[Opening INPUT DATA section]

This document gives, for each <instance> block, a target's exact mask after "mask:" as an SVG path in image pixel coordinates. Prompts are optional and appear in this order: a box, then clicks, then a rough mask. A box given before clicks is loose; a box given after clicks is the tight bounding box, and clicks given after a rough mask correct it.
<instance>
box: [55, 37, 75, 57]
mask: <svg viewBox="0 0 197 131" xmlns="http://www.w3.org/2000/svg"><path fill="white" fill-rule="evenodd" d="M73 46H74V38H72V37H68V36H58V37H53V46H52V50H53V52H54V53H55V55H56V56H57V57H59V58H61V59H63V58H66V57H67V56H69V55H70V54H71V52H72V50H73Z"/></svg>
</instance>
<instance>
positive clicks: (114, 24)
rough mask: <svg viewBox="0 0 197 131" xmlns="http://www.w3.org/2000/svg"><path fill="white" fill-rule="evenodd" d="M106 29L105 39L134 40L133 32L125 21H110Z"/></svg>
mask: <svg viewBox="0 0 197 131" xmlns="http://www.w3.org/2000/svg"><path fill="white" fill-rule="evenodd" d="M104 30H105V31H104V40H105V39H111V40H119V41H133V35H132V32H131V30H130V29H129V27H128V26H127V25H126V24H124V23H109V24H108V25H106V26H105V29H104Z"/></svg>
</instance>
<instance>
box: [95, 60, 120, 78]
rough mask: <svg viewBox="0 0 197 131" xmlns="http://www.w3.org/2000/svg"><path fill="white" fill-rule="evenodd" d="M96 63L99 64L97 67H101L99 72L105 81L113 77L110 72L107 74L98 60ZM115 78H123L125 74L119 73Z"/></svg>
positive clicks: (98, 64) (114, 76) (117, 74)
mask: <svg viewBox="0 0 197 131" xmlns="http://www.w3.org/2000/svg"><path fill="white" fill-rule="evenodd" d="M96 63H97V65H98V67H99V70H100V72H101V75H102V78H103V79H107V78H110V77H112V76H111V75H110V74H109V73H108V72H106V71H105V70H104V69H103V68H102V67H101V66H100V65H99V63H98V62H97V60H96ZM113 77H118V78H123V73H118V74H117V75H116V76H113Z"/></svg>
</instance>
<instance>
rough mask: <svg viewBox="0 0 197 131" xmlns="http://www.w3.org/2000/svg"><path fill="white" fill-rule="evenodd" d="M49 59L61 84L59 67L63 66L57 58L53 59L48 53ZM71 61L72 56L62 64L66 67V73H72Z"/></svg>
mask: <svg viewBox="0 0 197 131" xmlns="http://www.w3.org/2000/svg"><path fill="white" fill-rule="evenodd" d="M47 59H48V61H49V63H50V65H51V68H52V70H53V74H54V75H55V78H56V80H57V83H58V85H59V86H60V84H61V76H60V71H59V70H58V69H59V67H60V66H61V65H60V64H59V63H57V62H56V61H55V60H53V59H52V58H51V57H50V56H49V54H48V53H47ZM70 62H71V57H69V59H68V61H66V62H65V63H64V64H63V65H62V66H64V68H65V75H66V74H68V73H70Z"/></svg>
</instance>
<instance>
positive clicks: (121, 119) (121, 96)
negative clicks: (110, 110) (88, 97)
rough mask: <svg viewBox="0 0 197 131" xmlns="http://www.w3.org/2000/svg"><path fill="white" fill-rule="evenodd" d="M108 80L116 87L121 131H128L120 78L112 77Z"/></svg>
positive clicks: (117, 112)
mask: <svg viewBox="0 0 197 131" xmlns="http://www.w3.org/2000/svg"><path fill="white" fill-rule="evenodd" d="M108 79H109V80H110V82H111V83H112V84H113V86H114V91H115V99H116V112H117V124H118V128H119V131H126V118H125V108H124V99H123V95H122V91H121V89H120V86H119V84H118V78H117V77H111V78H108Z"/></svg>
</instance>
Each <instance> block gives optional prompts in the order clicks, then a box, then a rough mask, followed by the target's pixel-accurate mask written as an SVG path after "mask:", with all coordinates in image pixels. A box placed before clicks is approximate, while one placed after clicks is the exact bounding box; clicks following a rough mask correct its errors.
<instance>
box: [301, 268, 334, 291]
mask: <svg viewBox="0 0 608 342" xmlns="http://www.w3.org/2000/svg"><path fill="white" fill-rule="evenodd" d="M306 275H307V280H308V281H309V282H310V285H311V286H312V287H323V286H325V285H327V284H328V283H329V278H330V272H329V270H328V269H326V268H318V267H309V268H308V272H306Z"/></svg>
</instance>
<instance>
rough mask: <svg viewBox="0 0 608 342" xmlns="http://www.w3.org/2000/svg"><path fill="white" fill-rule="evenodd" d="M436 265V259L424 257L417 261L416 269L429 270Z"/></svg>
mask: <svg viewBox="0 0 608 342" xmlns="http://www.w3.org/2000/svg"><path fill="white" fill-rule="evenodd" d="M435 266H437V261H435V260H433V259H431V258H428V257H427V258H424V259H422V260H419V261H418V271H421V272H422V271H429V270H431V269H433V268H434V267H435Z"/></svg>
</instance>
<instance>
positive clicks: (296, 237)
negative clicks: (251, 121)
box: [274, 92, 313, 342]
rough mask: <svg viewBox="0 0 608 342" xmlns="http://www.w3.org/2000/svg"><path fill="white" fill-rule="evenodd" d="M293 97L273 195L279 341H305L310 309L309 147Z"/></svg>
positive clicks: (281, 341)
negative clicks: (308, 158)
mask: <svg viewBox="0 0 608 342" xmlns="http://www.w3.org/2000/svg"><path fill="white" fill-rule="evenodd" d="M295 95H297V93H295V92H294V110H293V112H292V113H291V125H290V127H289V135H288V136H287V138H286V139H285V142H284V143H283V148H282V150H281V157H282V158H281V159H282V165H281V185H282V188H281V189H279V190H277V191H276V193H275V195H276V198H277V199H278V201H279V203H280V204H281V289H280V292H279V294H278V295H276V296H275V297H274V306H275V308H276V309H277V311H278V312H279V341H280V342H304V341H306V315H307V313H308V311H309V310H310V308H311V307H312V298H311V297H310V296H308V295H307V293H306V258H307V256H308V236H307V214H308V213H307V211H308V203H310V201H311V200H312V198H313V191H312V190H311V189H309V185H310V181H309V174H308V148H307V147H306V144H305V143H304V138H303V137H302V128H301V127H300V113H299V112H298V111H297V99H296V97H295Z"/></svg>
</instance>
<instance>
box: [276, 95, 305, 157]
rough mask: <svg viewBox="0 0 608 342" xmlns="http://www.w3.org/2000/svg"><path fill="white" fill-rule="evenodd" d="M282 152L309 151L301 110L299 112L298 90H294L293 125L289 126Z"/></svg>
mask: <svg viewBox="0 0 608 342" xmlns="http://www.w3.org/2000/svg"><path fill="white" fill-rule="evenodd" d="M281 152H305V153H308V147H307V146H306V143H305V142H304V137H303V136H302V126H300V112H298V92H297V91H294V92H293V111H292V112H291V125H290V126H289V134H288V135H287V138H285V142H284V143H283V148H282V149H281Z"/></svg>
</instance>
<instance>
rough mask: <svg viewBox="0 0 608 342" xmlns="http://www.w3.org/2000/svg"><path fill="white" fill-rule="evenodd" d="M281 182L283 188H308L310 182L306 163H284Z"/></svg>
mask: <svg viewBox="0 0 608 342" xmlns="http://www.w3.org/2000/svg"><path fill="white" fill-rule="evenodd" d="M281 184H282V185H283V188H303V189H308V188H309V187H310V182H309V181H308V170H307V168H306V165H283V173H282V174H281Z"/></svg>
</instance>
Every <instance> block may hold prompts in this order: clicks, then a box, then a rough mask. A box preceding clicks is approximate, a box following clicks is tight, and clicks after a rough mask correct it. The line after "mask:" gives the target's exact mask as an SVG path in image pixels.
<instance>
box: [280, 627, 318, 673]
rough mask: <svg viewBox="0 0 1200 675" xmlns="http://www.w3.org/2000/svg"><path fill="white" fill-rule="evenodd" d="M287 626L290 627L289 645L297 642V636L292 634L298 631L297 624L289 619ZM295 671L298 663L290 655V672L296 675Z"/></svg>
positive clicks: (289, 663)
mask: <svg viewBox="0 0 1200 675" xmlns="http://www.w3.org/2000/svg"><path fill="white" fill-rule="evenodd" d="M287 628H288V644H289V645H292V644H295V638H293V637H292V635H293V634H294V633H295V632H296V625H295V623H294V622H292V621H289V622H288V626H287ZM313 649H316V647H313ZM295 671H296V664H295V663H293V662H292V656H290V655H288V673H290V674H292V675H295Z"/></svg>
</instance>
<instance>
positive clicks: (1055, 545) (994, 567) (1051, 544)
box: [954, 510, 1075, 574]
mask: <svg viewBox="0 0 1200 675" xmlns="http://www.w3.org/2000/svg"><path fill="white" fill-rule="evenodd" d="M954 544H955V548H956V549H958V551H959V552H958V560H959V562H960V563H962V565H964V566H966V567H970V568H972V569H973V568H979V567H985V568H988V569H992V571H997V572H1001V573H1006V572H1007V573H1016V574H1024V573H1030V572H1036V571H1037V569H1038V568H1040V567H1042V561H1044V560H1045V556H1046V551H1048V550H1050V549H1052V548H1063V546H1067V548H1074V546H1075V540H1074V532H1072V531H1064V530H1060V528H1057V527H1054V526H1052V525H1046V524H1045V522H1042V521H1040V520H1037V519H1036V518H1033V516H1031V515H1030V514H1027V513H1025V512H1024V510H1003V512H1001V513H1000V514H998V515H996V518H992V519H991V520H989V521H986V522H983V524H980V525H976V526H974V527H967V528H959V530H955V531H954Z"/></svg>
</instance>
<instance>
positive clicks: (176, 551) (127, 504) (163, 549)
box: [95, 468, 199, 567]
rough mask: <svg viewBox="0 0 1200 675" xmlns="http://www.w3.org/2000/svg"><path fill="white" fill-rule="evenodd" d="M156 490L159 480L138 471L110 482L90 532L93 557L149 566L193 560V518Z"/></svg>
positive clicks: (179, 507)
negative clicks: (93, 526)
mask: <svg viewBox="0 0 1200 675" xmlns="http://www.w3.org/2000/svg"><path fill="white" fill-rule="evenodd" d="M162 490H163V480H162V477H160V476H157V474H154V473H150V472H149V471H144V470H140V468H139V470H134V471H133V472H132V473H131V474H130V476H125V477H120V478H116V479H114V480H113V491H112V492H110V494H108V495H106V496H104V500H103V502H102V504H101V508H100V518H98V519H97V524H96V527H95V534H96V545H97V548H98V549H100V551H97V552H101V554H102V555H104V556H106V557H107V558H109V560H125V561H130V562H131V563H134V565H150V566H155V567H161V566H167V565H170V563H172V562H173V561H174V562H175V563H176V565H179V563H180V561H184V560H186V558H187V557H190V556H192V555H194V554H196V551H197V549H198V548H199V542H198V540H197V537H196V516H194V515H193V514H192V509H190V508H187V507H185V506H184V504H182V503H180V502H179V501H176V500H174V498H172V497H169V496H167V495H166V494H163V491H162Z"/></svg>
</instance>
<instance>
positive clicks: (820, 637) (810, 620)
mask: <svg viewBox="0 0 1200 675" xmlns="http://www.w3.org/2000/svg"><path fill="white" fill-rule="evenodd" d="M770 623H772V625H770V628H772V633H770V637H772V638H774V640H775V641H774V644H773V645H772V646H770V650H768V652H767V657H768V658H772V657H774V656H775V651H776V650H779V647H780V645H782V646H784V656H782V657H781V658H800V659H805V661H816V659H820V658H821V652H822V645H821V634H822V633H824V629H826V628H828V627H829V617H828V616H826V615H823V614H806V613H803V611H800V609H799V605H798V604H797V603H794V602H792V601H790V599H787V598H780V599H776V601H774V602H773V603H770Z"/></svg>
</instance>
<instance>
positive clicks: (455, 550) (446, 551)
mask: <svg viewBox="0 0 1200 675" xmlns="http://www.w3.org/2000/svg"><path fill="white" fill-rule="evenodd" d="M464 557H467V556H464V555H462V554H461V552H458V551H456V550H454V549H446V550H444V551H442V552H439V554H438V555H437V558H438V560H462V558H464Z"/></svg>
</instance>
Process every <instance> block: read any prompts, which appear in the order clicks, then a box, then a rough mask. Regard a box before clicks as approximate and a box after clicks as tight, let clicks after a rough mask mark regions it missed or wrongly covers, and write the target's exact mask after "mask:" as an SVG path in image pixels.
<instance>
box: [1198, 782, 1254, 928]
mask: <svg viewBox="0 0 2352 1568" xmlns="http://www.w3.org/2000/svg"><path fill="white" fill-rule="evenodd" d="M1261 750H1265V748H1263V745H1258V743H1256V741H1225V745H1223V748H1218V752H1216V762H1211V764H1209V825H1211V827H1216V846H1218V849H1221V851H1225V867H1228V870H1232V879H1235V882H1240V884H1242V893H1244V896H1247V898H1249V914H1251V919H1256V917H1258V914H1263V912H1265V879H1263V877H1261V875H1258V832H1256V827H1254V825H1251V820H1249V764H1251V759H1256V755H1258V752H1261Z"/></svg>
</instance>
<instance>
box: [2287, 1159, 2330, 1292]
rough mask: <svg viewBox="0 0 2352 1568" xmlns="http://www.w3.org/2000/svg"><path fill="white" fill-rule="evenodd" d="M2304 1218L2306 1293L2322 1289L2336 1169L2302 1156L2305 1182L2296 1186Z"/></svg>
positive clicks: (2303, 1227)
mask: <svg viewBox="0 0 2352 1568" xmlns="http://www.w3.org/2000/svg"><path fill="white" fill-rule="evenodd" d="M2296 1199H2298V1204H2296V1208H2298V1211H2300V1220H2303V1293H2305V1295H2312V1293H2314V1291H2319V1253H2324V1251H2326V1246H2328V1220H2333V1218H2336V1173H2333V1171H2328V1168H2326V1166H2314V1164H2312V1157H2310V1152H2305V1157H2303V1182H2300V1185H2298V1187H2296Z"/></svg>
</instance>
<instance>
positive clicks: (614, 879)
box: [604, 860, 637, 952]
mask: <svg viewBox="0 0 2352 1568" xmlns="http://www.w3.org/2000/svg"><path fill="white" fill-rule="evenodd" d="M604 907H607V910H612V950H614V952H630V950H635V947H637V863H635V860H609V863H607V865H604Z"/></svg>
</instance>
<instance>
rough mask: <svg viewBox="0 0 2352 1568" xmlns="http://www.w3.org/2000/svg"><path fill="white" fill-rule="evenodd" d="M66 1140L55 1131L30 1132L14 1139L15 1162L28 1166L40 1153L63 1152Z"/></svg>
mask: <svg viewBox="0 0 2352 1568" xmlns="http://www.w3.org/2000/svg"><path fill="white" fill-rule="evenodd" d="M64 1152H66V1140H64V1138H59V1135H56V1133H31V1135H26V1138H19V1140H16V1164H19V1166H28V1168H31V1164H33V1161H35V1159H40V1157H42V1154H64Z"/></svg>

[Closing INPUT DATA section]

DIRECTIVE = Show every line of the listing above that contains the string "negative".

RESPONSE BOX =
negative clicks: (110, 110) (88, 97)
negative clicks: (251, 121)
negative clicks: (308, 158)
negative clicks: (93, 526)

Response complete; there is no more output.